## Exercice
Veuillez mettre à jour le passage du texte sur l'éducation thérapeutique qui s'ouvre sur les mots contenant « Quand les médecins » et se ferme sur « régionales de santé. ». Recopiez-le en remplaçant « agences régionales de santé » par « caisses primaires d'assurance maladie ».

## Texte source
▬▬▬▬▬▬▬▬▬▬

Éducation thérapeutique

Quand les médecins coachent leurs patients

Par
Publié le 05/02/2018
Article réservé aux abonnés

En matière d’éducation thérapeutique du patient (ETP) il y a eu un avant et un après 2009, date à laquelle la loi HPST a inscrit cette pratique dans le parcours de soins du patient et confié sa gestion aux agences régionales de santé.

Depuis, ces dernières encouragent le déploiement des programmes d’ETP traditionnellement délivrés dans les établissements de soins - également par les médecins de ville. S’il est encore difficile pour l’heure de mesurer l’impact de ce changement, des dispositifs ont essaimé dans plusieurs régions. En région toulousaine, dans le bassin du Lauraguais, le programme PROXI d’éducation thérapeutique en soins premiers a vu le jour fin 2013 pour des patients présentant des facteurs de risque cardiovasculaire. « Fin 2018 nous aurons inclu 120 patients dans ce programme, et une première enquête permet déjà de vérifier que 6 mois après la fin des ateliers, les patients gardent de bons réflexes », constate Odile Bourgeois, généraliste à Saint-Orens près de Toulouse et coordonnatrice de ce programme. Contrairement à des programmes d’ETP construits pour des pathologies spécifiques (diabète, polyarthrite rhumatismale, obésité…), PROXI propose une approche thématique commune à différentes pathologies (bouger plus, se relaxer, manger mieux…).

▬▬▬▬▬▬▬▬▬▬

## Données sources
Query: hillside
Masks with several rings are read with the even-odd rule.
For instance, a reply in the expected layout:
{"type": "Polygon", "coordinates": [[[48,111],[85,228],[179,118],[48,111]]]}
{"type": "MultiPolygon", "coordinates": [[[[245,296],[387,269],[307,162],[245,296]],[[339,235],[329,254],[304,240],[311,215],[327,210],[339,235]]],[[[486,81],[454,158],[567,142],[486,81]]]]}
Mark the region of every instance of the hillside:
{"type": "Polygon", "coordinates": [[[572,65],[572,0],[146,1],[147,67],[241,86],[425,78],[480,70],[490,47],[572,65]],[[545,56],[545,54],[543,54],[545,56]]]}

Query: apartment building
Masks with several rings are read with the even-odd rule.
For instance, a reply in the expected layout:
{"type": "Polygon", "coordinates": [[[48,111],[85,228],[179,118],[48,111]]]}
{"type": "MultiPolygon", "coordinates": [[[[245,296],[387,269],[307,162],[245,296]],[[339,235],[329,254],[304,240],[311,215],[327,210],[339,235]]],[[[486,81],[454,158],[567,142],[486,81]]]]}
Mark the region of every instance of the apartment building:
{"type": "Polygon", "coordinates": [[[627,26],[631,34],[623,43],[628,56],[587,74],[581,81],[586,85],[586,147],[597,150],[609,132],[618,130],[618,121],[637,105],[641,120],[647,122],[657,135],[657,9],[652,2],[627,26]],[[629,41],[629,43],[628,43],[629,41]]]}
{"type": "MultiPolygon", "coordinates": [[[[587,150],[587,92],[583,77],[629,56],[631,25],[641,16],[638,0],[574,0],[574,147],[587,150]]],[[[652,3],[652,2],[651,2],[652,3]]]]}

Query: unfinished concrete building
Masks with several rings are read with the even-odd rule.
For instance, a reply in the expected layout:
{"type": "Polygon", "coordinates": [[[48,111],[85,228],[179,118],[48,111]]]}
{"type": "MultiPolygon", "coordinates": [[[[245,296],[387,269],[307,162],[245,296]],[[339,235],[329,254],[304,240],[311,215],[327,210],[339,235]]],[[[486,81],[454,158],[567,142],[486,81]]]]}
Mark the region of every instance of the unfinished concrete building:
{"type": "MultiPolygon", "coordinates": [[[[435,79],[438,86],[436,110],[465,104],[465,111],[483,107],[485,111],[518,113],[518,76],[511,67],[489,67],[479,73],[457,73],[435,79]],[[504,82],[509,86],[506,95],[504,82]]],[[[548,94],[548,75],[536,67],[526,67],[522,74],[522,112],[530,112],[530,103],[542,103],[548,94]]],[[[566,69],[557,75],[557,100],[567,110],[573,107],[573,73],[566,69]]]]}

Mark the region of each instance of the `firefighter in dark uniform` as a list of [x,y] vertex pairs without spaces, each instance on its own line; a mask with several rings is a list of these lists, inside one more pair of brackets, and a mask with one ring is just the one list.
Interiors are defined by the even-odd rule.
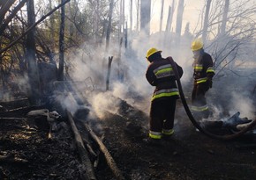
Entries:
[[[151,99],[148,138],[153,141],[159,141],[162,136],[169,137],[173,134],[176,102],[179,97],[173,67],[170,65],[173,59],[170,56],[164,59],[161,54],[161,50],[153,47],[146,56],[150,63],[146,78],[152,86],[155,86]],[[177,68],[181,77],[183,69],[177,64]]]
[[207,119],[210,115],[206,93],[212,88],[215,76],[214,62],[210,54],[203,49],[202,41],[198,39],[192,43],[193,53],[194,85],[192,93],[192,112],[196,119]]

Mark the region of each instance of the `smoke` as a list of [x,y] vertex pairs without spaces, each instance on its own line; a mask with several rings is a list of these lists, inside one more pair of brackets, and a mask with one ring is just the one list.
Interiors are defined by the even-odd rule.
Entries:
[[249,97],[245,97],[237,92],[232,93],[230,101],[230,114],[240,112],[241,117],[252,119],[254,118],[253,102]]
[[118,113],[120,100],[112,96],[110,91],[100,92],[94,97],[88,98],[93,112],[91,115],[95,115],[103,119],[106,113],[110,112],[113,114]]

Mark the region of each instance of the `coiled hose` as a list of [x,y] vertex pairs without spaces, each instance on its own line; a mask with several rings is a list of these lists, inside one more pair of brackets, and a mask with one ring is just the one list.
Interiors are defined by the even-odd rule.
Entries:
[[211,137],[211,138],[214,138],[214,139],[217,139],[217,140],[233,140],[233,139],[236,139],[236,138],[238,138],[240,137],[241,135],[243,135],[244,133],[245,133],[247,131],[251,130],[253,126],[256,126],[256,120],[252,120],[252,123],[250,125],[248,125],[246,127],[245,127],[243,130],[236,133],[233,133],[233,134],[229,134],[229,135],[217,135],[217,134],[214,134],[214,133],[211,133],[209,132],[207,132],[206,129],[202,128],[199,124],[198,122],[195,120],[194,117],[192,116],[188,105],[187,105],[187,103],[186,103],[186,100],[184,98],[184,92],[183,92],[183,90],[182,90],[182,85],[181,85],[181,83],[180,83],[180,77],[179,77],[179,75],[178,75],[178,72],[177,72],[177,66],[176,66],[176,63],[174,62],[173,60],[169,60],[170,61],[170,64],[173,68],[173,70],[174,70],[174,74],[175,74],[175,77],[176,77],[176,80],[177,80],[177,88],[178,88],[178,91],[179,91],[179,94],[180,94],[180,98],[181,98],[181,101],[182,101],[182,104],[183,104],[183,106],[186,112],[186,114],[188,116],[188,118],[190,119],[191,122],[192,123],[192,125],[197,128],[199,129],[199,131],[200,133],[202,133],[203,134],[208,136],[208,137]]

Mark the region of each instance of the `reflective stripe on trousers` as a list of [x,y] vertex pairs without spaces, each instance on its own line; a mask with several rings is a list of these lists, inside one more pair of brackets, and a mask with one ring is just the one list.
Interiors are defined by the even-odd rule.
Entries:
[[173,129],[162,129],[162,133],[164,135],[172,135],[174,133],[174,130]]
[[161,139],[162,138],[162,133],[161,132],[149,131],[149,137],[152,138],[152,139]]

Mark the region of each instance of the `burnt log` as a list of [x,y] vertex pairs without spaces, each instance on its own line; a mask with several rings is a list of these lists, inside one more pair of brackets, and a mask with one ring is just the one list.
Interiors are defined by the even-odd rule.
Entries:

▬▬▬▬▬▬▬▬▬▬

## Réponse rédigée
Quand les médecins coachent leurs patients

Par
Publié le 05/02/2018
Article réservé aux abonnés

En matière d’éducation thérapeutique du patient (ETP) il y a eu un avant et un après 2009, date à laquelle la loi HPST a inscrit cette pratique dans le parcours de soins du patient et confié sa gestion aux caisses primaires d'assurance maladie.